Aim of the task:
Below are some items. State how many of their lines contain the word "target", and reply with the number alone.

* START *

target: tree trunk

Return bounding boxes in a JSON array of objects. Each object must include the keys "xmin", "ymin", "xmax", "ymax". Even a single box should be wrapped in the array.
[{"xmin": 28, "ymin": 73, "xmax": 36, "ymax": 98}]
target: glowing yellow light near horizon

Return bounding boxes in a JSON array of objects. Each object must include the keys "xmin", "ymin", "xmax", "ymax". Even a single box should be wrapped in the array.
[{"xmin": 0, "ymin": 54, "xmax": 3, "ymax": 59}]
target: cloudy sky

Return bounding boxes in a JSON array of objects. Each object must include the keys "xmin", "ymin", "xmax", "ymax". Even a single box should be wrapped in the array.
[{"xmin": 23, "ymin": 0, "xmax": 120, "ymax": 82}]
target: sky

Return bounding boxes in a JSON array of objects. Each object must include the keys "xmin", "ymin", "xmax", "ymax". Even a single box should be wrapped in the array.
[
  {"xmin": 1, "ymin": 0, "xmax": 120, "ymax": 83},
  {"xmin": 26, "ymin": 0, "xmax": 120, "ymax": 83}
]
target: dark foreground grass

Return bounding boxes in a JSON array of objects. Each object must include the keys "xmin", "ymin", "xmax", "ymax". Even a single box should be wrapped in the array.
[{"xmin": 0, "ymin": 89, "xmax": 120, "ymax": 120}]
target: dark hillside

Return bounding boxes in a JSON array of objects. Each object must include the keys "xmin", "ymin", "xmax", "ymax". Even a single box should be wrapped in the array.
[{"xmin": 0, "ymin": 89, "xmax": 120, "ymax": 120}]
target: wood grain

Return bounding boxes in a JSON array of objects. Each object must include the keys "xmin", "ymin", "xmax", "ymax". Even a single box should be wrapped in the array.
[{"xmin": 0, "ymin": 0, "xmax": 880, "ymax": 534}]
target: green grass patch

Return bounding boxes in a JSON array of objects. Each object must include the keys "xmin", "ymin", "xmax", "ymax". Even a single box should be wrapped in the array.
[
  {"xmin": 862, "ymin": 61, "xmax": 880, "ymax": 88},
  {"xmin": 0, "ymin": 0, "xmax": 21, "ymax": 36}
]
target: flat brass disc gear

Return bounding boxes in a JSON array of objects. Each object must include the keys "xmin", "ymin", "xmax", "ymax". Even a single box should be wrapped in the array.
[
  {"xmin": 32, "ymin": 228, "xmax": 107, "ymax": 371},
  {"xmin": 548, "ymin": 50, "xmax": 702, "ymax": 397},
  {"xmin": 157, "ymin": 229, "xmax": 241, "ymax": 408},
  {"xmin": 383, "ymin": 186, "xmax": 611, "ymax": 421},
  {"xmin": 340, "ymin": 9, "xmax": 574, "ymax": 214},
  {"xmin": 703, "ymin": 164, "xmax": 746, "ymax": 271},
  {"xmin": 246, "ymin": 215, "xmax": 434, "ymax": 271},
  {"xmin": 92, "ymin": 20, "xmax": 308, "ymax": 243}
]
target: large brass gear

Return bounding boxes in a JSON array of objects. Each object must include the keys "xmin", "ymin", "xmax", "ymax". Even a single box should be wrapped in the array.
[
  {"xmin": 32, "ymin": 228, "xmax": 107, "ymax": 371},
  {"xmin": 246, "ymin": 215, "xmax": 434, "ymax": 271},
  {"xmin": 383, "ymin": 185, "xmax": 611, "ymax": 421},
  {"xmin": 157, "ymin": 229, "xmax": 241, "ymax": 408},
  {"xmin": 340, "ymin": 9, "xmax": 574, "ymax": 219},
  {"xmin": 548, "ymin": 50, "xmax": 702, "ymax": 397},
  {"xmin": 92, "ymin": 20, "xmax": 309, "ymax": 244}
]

* END *

Full solution:
10